Data for the task:

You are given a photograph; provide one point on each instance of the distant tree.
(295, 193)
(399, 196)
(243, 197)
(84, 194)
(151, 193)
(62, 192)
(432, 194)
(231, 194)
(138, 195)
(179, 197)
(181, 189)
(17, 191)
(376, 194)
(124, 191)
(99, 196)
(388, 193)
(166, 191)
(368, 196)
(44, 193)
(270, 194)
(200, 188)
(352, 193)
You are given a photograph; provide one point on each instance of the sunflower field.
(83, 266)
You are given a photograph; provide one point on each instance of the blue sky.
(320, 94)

Instructions to follow: Copy the entire listing above word for word, keeping every line in its original order.

Reply:
You are given a photograph; provide one point on each instance of the distant tree.
(295, 193)
(399, 196)
(243, 197)
(84, 194)
(151, 193)
(62, 192)
(432, 194)
(231, 194)
(138, 195)
(179, 197)
(181, 189)
(17, 191)
(376, 194)
(124, 191)
(99, 196)
(388, 193)
(166, 191)
(368, 196)
(44, 193)
(270, 194)
(200, 188)
(352, 193)
You are given a photograph; provide one point on each instance of the sunflower field.
(83, 266)
You are given a photograph; provide one point on each instance of the blue sky.
(320, 94)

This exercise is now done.